#### PROVIDED RECORDS

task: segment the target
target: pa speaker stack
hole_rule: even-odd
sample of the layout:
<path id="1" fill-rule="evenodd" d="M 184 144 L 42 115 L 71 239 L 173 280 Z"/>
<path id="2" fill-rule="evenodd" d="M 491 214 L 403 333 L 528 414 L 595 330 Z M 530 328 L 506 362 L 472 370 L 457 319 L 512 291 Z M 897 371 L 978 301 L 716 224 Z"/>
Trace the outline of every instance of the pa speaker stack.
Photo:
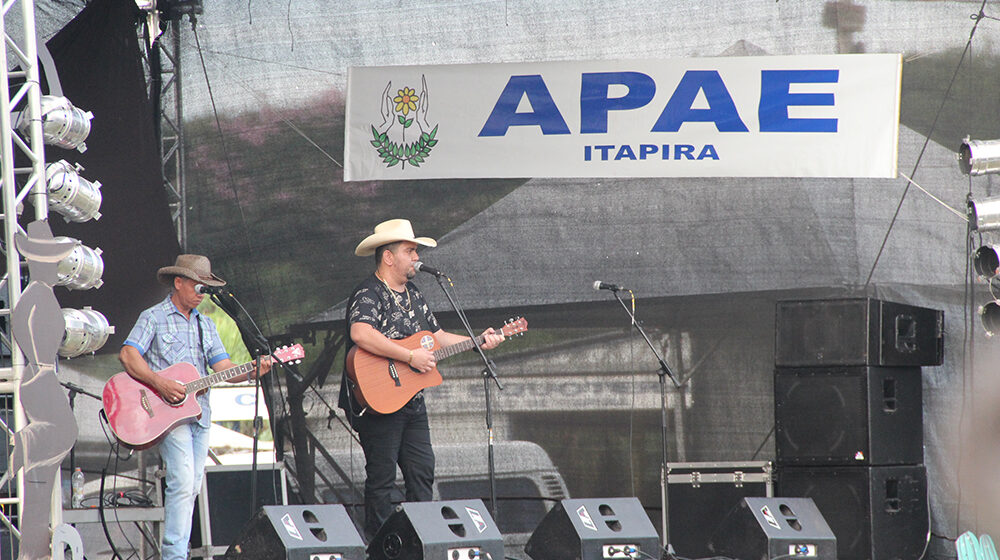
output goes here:
<path id="1" fill-rule="evenodd" d="M 944 313 L 873 298 L 779 302 L 779 496 L 812 498 L 838 558 L 916 558 L 927 534 L 921 366 Z"/>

########

* _TASK BRIEF_
Rewrite the records from the start through the line containing "491 214 L 403", swapping "pa speaker stack" for "pa speaker array" and leaving everything else unchanged.

* _WRITTEN ANSWER_
task: segment the target
target: pa speaker array
hole_rule: even-odd
sample of the layout:
<path id="1" fill-rule="evenodd" d="M 184 144 L 42 115 L 71 239 L 173 280 Z"/>
<path id="2" fill-rule="evenodd" d="M 491 214 L 403 333 L 528 414 L 595 330 Z M 530 328 L 506 362 L 472 370 L 457 319 L 512 291 Z M 897 371 L 978 301 L 716 224 Z"/>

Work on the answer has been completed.